-- Trecho de origem --
^^^^^^^^^^^^^^^^

No caso das câmaras municipais, a evolução é mais lenta, segundo os dados do site Gênero e Número – Narrativas pela equidade:

“Nestas eleições, as mulheres são apenas 32,9% das candidatas aos postos de vereadora. Isso representa pouco mais de 152 mil mulheres diante de mais de 309 mil homens inscritos. O cenário difere pouco de 2012, quando elas eram 32,70% entre os que pleiteavam vagas em câmaras municipais. Se a paridade de gênero se mostra uma possibilidade distante já nas candidaturas, o número de eleitos é um banho de água fria para quem espera enxergar uma maior diversidade nos parlamentos. Em 2012, somente 13,3% dos eleitos para as câmaras eram mulheres. Quatro anos antes, em 2008, as eleitas somaram 12,5%.”

^^^^^^^^^^^^^^^^

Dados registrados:
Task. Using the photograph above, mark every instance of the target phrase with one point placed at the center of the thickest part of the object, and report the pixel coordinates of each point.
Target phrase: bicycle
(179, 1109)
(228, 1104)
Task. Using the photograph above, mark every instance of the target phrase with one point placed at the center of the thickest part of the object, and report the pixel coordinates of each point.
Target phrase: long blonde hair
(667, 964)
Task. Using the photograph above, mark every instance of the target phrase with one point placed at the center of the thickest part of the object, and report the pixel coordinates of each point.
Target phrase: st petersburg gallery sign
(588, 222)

^^^^^^^^^^^^^^^^

-- O que se pede --
a - Liste todas as porcentagens que aparecem no trecho sobre as câmaras municipais.
b - Dê continuidade ao trecho sobre as câmaras municipais, começando logo após a última frase.

-- Respostas --
a - 32,9%; 32,70%; 13,3%; 12,5%.

b -
Os dados demonstram que desde 1997, quando os partidos foram obrigados a ter 30% de mulheres como candidatas, o esforço tem sido apenas para cumprir o que determina a lei. Embora Florianópolis tenha feito história ao eleger a primeira deputada estadual do país – Antonieta de Barros, em 1930 -, a presença feminina no parlamento municipal é bastante tímida. Em 290 anos de história, apenas oito mulheres subiram à tribuna para discursar como vereadoras: Olga Brasil da Luz (PSD, 1960-1963); Clair Castilhos Coelho (PMDB, 1983-1988); Jalila El Achkar (PV, 1989-1992); Angela Amin (PDS, 1989-1990); Zuleika Mussi Lenzi (PMDB, 1993-1996); Liacarmen Klein (PC do B, 1997-2000); Angela Albino (PC do B, 2004-2008); Janete Teixeira (PC do B, 2010).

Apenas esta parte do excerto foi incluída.